> **Provided records**
»»

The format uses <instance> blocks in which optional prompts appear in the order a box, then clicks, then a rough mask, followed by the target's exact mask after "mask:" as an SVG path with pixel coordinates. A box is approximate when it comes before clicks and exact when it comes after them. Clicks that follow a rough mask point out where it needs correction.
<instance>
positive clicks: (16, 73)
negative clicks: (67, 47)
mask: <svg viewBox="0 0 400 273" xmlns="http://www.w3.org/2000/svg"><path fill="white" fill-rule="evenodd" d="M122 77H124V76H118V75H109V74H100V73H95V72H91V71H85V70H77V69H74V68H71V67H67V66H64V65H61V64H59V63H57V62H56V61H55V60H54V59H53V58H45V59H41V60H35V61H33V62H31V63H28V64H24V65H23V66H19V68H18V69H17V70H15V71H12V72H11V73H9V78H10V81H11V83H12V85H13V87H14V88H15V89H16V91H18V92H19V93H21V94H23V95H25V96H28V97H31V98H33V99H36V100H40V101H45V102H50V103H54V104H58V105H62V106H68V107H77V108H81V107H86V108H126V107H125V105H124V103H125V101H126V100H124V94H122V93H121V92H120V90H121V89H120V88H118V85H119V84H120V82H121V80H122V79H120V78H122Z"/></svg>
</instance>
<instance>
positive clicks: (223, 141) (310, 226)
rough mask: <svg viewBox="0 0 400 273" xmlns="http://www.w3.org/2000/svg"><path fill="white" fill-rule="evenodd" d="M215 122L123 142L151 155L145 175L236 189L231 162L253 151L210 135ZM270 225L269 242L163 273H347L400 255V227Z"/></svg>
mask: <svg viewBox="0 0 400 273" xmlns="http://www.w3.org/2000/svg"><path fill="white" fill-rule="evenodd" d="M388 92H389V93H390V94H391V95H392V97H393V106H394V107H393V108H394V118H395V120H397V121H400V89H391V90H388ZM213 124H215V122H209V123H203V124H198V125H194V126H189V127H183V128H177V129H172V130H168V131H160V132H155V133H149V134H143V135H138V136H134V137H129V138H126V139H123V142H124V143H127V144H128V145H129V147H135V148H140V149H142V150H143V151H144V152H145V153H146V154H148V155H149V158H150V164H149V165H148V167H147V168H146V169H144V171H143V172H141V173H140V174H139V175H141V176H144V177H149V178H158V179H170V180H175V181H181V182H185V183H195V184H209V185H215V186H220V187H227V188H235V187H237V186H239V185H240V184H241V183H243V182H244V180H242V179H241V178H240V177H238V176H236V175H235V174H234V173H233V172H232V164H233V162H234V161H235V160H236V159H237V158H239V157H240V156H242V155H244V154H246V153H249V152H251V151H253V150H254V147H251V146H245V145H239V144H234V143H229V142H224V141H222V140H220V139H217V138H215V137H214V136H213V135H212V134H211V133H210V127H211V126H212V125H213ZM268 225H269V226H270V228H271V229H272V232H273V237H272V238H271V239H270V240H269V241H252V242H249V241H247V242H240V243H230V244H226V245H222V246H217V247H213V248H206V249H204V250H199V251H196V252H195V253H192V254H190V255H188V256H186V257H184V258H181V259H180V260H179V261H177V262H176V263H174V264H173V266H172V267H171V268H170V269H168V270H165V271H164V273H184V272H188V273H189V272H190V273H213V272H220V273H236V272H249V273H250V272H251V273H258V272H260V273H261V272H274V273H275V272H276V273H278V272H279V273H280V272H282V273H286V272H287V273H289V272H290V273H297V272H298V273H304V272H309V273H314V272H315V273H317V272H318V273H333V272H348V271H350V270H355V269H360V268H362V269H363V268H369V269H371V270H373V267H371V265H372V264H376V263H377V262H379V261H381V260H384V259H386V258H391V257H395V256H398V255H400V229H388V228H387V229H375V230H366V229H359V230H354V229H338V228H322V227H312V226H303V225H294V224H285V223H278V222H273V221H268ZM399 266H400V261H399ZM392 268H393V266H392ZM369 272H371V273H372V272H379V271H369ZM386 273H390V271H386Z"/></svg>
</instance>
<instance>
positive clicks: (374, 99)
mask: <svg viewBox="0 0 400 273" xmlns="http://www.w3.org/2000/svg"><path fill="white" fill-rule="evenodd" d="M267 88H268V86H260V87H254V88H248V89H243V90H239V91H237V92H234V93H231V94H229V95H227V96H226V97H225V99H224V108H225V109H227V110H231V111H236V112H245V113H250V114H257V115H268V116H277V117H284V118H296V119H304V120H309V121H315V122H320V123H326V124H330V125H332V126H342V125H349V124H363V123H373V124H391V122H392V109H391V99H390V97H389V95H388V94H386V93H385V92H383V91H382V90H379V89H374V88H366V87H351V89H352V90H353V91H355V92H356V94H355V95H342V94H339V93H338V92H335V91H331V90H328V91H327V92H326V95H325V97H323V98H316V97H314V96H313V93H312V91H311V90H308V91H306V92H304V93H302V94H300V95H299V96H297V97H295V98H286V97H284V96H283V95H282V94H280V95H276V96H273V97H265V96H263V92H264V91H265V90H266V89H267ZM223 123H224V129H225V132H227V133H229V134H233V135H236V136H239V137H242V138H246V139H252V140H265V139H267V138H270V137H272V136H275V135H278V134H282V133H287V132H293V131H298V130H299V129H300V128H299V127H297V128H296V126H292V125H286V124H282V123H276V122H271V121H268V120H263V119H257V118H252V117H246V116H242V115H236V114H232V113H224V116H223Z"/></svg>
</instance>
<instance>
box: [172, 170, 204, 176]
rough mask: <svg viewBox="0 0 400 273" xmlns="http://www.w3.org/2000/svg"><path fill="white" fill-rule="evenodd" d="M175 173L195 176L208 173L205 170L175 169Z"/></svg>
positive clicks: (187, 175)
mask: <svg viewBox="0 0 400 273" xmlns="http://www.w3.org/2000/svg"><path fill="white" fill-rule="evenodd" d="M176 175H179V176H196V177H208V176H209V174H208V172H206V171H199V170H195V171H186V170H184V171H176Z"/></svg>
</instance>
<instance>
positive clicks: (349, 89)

««

Each record must be transcribed word for word.

The format uses <instance> blocks in which optional prompts appear in the order a box, then clicks, then a rough mask, followed by the target's exact mask after "mask:" as an SVG path with pixel coordinates. A box is approximate when it comes before clicks and exact when it comes after them. Clicks that follow a rough mask point out where it needs correction.
<instance>
positive clicks: (16, 73)
negative clicks: (67, 47)
mask: <svg viewBox="0 0 400 273" xmlns="http://www.w3.org/2000/svg"><path fill="white" fill-rule="evenodd" d="M122 77H124V76H118V75H109V74H100V73H95V72H91V71H85V70H77V69H74V68H71V67H67V66H64V65H61V64H59V63H57V62H56V61H55V60H54V59H53V58H45V59H41V60H35V61H33V62H31V63H28V64H24V65H23V66H19V68H18V69H17V70H15V71H12V72H11V73H9V78H10V81H11V83H12V85H13V87H14V88H15V89H16V91H18V92H19V93H21V94H23V95H25V96H28V97H31V98H33V99H36V100H40V101H45V102H50V103H54V104H58V105H62V106H68V107H77V108H81V107H86V108H126V107H125V105H124V103H125V101H126V100H124V94H122V93H121V92H120V90H121V89H120V88H118V85H119V84H120V82H121V80H122V79H120V78H122Z"/></svg>
</instance>
<instance>
positive clicks: (223, 141) (310, 226)
rough mask: <svg viewBox="0 0 400 273" xmlns="http://www.w3.org/2000/svg"><path fill="white" fill-rule="evenodd" d="M215 122L123 142L151 155L145 175L236 189L231 162L253 151L210 135ZM270 225L269 242L163 273H347L400 255V227Z"/></svg>
mask: <svg viewBox="0 0 400 273" xmlns="http://www.w3.org/2000/svg"><path fill="white" fill-rule="evenodd" d="M388 92H389V93H390V94H391V95H392V97H393V106H394V107H393V108H394V118H395V120H397V121H400V89H391V90H388ZM213 124H215V122H209V123H203V124H198V125H194V126H189V127H183V128H177V129H172V130H168V131H160V132H155V133H149V134H143V135H138V136H134V137H129V138H126V139H123V142H124V143H127V144H128V145H129V147H135V148H140V149H142V150H143V151H144V152H145V153H146V154H148V155H149V158H150V164H149V165H148V167H147V168H146V169H144V171H143V172H141V173H140V174H139V175H141V176H144V177H149V178H158V179H170V180H175V181H181V182H185V183H195V184H209V185H215V186H220V187H227V188H235V187H237V186H239V185H240V184H241V183H243V182H244V180H242V179H241V178H240V177H238V176H236V175H235V174H234V173H233V172H232V164H233V162H234V161H235V160H236V159H237V158H239V157H240V156H242V155H244V154H246V153H249V152H251V151H253V150H254V147H251V146H245V145H239V144H234V143H229V142H224V141H222V140H220V139H217V138H215V137H214V136H213V135H212V134H211V133H210V127H211V126H212V125H213ZM268 225H269V226H270V228H271V229H272V232H273V237H272V238H271V239H270V240H269V241H252V242H249V241H247V242H240V243H230V244H226V245H222V246H217V247H213V248H206V249H204V250H199V251H196V252H195V253H192V254H190V255H188V256H186V257H184V258H181V259H180V260H179V261H177V262H176V263H174V264H173V266H172V267H171V268H170V269H168V270H165V271H164V273H184V272H188V273H189V272H190V273H213V272H220V273H236V272H249V273H250V272H251V273H258V272H260V273H261V272H274V273H275V272H276V273H278V272H279V273H280V272H282V273H286V272H287V273H289V272H290V273H297V272H298V273H304V272H309V273H314V272H315V273H317V272H318V273H333V272H348V271H350V270H355V269H360V268H362V269H363V268H369V269H371V270H373V267H371V265H372V264H376V263H377V262H379V261H381V260H384V259H386V258H391V257H395V256H398V255H400V229H388V228H387V229H375V230H366V229H359V230H354V229H338V228H322V227H312V226H303V225H294V224H285V223H278V222H273V221H268ZM399 266H400V261H399ZM392 268H393V266H392ZM369 272H371V273H372V272H379V271H369ZM386 273H390V271H386Z"/></svg>
</instance>
<instance>
positive clicks: (374, 99)
mask: <svg viewBox="0 0 400 273" xmlns="http://www.w3.org/2000/svg"><path fill="white" fill-rule="evenodd" d="M267 88H268V86H260V87H254V88H248V89H243V90H239V91H237V92H234V93H231V94H229V95H227V96H226V97H225V99H224V108H225V109H227V110H231V111H236V112H245V113H250V114H257V115H268V116H277V117H284V118H296V119H304V120H309V121H315V122H320V123H326V124H330V125H332V126H342V125H349V124H363V123H373V124H391V122H392V109H391V99H390V97H389V95H388V94H386V93H385V92H383V91H382V90H379V89H374V88H366V87H351V89H352V90H353V91H355V92H356V94H355V95H342V94H339V93H338V92H335V91H331V90H328V91H327V92H326V95H325V97H323V98H316V97H314V96H313V93H312V91H311V90H308V91H306V92H304V93H302V94H300V95H299V96H297V97H295V98H286V97H284V96H283V95H282V94H280V95H276V96H273V97H265V96H263V92H264V91H265V90H266V89H267ZM223 123H224V129H225V132H227V133H229V134H233V135H236V136H239V137H242V138H246V139H252V140H265V139H267V138H270V137H272V136H275V135H278V134H282V133H287V132H293V131H298V130H299V129H300V128H299V127H297V128H296V126H292V125H286V124H282V123H276V122H271V121H268V120H263V119H257V118H252V117H246V116H242V115H236V114H232V113H224V116H223Z"/></svg>
</instance>
<instance>
box: [172, 170, 204, 176]
rough mask: <svg viewBox="0 0 400 273" xmlns="http://www.w3.org/2000/svg"><path fill="white" fill-rule="evenodd" d="M175 173L195 176L208 173L205 170L175 169Z"/></svg>
positive clicks: (187, 175)
mask: <svg viewBox="0 0 400 273" xmlns="http://www.w3.org/2000/svg"><path fill="white" fill-rule="evenodd" d="M176 175H179V176H196V177H208V176H209V174H208V172H206V171H199V170H195V171H186V170H184V171H176Z"/></svg>
</instance>
<instance>
positive clicks: (349, 89)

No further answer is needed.